[Extracted records]
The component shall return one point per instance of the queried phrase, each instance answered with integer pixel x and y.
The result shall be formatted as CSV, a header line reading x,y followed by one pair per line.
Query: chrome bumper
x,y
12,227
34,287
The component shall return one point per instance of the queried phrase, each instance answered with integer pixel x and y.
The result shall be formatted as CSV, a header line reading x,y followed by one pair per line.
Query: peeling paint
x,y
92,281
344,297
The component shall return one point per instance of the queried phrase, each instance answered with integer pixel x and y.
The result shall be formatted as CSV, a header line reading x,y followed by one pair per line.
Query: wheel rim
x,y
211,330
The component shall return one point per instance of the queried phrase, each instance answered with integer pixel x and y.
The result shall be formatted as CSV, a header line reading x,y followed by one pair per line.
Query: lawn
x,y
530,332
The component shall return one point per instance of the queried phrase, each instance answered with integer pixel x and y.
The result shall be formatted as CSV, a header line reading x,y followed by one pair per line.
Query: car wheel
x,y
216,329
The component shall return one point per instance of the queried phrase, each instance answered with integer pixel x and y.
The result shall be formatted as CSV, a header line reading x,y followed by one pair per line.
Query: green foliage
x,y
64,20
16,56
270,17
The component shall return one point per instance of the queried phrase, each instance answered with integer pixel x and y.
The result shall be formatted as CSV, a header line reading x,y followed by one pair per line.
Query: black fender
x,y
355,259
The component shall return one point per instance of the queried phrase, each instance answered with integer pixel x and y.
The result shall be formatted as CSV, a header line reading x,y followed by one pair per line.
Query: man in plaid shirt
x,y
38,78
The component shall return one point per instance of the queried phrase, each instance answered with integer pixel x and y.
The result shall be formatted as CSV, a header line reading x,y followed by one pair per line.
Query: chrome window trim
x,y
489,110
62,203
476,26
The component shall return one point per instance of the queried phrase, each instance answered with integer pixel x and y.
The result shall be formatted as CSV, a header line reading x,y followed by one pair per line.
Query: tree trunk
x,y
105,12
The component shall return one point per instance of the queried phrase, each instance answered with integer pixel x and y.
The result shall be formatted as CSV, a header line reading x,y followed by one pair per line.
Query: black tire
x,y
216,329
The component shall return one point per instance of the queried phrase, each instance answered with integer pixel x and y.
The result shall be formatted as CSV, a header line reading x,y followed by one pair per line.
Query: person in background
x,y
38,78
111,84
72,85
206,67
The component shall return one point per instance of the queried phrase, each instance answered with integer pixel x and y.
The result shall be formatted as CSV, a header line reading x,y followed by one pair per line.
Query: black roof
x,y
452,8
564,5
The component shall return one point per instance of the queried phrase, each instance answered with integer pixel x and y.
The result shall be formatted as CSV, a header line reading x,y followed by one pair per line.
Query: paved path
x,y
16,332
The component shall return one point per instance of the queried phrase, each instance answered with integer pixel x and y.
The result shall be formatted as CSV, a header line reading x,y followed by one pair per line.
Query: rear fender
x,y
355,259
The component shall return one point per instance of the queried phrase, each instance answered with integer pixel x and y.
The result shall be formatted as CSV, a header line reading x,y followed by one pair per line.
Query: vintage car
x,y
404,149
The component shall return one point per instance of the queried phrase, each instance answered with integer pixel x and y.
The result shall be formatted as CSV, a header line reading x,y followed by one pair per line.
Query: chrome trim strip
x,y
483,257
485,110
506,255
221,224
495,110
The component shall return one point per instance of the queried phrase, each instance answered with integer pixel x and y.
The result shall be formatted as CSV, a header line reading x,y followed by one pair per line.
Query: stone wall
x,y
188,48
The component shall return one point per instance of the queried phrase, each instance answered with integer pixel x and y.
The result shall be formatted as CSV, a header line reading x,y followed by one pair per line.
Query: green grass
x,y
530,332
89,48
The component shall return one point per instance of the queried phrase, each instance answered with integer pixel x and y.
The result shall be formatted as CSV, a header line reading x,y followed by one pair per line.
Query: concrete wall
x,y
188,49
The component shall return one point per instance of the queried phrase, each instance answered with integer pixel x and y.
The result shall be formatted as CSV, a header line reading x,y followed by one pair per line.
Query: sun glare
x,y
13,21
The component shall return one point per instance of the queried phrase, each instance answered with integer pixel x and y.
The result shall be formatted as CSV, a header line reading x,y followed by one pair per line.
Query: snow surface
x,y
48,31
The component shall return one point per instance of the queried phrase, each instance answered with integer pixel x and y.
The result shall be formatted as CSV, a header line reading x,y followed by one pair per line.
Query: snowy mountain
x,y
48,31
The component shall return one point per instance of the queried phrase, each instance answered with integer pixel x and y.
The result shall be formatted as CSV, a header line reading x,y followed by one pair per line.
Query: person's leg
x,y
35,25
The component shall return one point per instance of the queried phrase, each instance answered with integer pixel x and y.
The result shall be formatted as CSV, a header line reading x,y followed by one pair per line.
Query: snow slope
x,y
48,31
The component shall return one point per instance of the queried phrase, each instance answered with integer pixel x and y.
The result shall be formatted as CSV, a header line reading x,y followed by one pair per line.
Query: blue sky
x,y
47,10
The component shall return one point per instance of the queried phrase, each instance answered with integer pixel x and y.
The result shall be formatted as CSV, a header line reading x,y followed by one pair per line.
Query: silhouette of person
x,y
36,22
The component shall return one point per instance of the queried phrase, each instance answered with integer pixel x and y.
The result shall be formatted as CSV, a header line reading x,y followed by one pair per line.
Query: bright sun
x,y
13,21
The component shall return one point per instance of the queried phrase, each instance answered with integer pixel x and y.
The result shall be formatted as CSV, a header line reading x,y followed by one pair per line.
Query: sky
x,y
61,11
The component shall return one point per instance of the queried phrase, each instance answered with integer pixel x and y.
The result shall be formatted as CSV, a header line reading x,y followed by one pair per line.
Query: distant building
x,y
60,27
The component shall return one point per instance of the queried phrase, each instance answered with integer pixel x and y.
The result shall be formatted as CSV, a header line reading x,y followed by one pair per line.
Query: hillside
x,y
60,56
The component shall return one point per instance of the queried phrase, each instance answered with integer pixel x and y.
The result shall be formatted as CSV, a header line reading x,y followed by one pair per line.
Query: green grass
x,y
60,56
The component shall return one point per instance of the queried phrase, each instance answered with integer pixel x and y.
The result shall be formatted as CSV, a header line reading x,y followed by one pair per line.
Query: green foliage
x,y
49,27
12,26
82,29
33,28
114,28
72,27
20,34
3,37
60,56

▶ _The task_:
Return the data exactly. Include every record.

▶ _Output for this task_:
The component shall return one point per instance of the queried phrase, each instance answered with integer pixel x and y.
The result shall be formatted as CSV, a header line reading x,y followed by one pair per line.
Query: chrome bumper
x,y
12,227
34,287
The component shall return one point per instance of the queried phrase, each instance answered with integer pixel x and y.
The result shall be formatted as CSV, a header line reading x,y followed by one pair per line.
Query: peeling paint
x,y
92,281
344,297
The component shall return one point per instance of the queried phrase, each instance answered with integer pixel x and y.
The result shall be formatted as CSV, a header line reading x,y followed by one pair per line.
Query: wheel rim
x,y
211,330
The component shall return one point per instance of the queried phrase, each instance answered with integer pixel x and y.
The result shall be formatted as CSV, a header line reading x,y followed by one pair per line.
Query: lawn
x,y
530,332
The component shall return one point per instance of the queried phrase, each instance answered with integer pixel x and y.
The result shall be formatted as CSV, a header line reading x,y followed by one pair per line.
Query: car wheel
x,y
216,329
The component shall return one point per instance of the queried phrase, each instance answered with integer pixel x and y.
The result shall be formatted as CSV, a header line reading x,y followed by one pair per line.
Query: green foliage
x,y
64,20
16,56
270,17
The component shall return one point per instance of the queried phrase, each instance answered with integer pixel x and y.
The result shall be formatted as CSV, a header line reading x,y followed by one pair per line.
Query: black fender
x,y
355,259
The component shall return one point per instance of the queried phrase, each instance answered with integer pixel x and y.
The result shall be formatted as CSV, a header line reading x,y followed by one pair per line.
Query: man in plaid shirt
x,y
38,78
The component shall return one point per instance of the queried phrase, each instance answered with integer pixel x and y.
The result shall be formatted as CSV, a header line reading x,y followed by one pair per line.
Query: chrome window trim
x,y
489,110
62,203
476,26
The component shall return one point per instance of the queried phrase, each instance answered with integer pixel x and y.
The result shall be formatted as CSV, a header line reading x,y followed by one pair per line.
Query: tree trunk
x,y
105,12
The component shall return one point per instance of the queried phrase, each instance answered with integer pixel x and y.
The result shall be formatted as CSV, a header line reading x,y followed by one pair per line.
Query: black tire
x,y
216,329
The component shall return one point per instance of the queried phrase, each instance answered with integer pixel x and y.
The result shall be formatted as CSV, a header line reading x,y followed by one pair per line.
Query: person in background
x,y
38,78
111,84
72,85
206,67
The component shall return one point per instance of the queried phrase, each instance answered with integer pixel x and y.
The result shall be formatted as CSV, a header line reading x,y followed by one pair per line.
Query: black roof
x,y
452,8
564,5
The component shall return one point per instance of the queried phrase, each instance answered with integer pixel x and y.
The result shall be formatted as CSV, a header line reading x,y followed by one pair per line.
Query: paved path
x,y
16,332
The component shall return one point per instance of the queried phrase, each instance answered with integer pixel x and y.
The result shall be formatted as CSV, a header line reading x,y followed by one pair per line.
Query: rear fender
x,y
355,259
The component shall return one point per instance of the queried phrase, each instance answered with integer pixel x and y.
The result shall be formatted as CSV, a header line reading x,y followed by one pair per line.
Query: vintage car
x,y
404,149
The component shall return one point per instance of the queried phrase, each instance answered with integer pixel x and y.
The result shall be formatted as CSV, a header line reading x,y followed by one pair per line.
Query: chrome trim strip
x,y
483,257
485,110
506,255
221,224
495,110
The component shall return one point per instance of the queried phrase, each instance answered with integer pixel x and y.
The result shall be formatted as CSV, a header line reading x,y followed by one pair per line.
Query: stone wall
x,y
188,48
The component shall return one point per instance of the queried phrase, each instance answered with integer pixel x and y.
The result shall be formatted as CSV, a header line reading x,y followed by one pair per line.
Query: green grass
x,y
530,332
89,48
The component shall return one point per instance of the queried phrase, each instance answered with integer pixel x and y.
The result shall be formatted as CSV, a header line reading x,y followed by one pair per line.
Query: concrete wall
x,y
188,49
The component shall return one point per instance of the queried phrase, each instance answered with integer pixel x and y.
The result shall be formatted as CSV, a header line reading x,y followed by one pair per line.
Query: sun glare
x,y
13,21
The component shall return one point per instance of the queried phrase, each instance answered with integer pixel x and y.
The result shall be formatted as CSV, a header line reading x,y followed by one pair per line.
Query: snow surface
x,y
48,31
The component shall return one point per instance of the queried phrase, each instance answered with integer pixel x and y.
The result shall be formatted as CSV, a header line reading x,y followed by one pair per line.
Query: snowy mountain
x,y
48,31
The component shall return one point per instance of the queried phrase, each instance answered with integer pixel x and y.
The result shall be formatted as CSV, a header line reading x,y followed by one pair per line.
Query: person's leg
x,y
35,25
The component shall return one point per instance of the queried phrase, each instance answered with integer pixel x and y.
The result shall be formatted as CSV, a header line reading x,y followed by one pair per line.
Query: snow slope
x,y
48,31
The component shall return one point per instance of the queried phrase, each instance answered with integer pixel x and y.
The result shall be formatted as CSV, a header line reading x,y followed by one pair per line.
Query: blue sky
x,y
47,10
The component shall return one point per instance of the queried phrase, each instance answered with integer pixel x and y.
The result shall be formatted as CSV, a header line reading x,y followed by one pair per line.
Query: silhouette of person
x,y
36,22
The component shall return one point per instance of the queried phrase, each instance answered with integer pixel x and y.
The result shall be formatted as CSV, a header line reading x,y followed by one pair per line.
Query: bright sun
x,y
13,21
The component shall return one point per instance of the queried phrase, each instance answered with integer pixel x and y.
The result shall be formatted as CSV, a header line reading x,y followed by one pair per line.
Query: sky
x,y
61,11
The component shall return one point per instance of the queried phrase, each instance answered with integer pixel x and y.
The result shall be formatted as CSV, a header line reading x,y followed by one pair per line.
Query: distant building
x,y
60,27
The component shall return one point per instance of the queried phrase, each instance answered with integer pixel x and y.
The result shall be formatted as CSV, a header line reading x,y followed by one pair per line.
Query: hillside
x,y
60,56
The component shall return one point per instance of the queried phrase, each instance answered with integer pixel x and y.
The result shall be formatted as CSV, a header line reading x,y followed by one pair per line.
Query: green grass
x,y
60,56
The component shall return one point per instance of the queried phrase, each instance answered with integer pixel x and y.
The result shall be formatted as CSV, a header line reading x,y followed by one pair per line.
Query: green foliage
x,y
49,27
12,26
82,29
33,28
114,28
72,27
20,34
3,37
60,56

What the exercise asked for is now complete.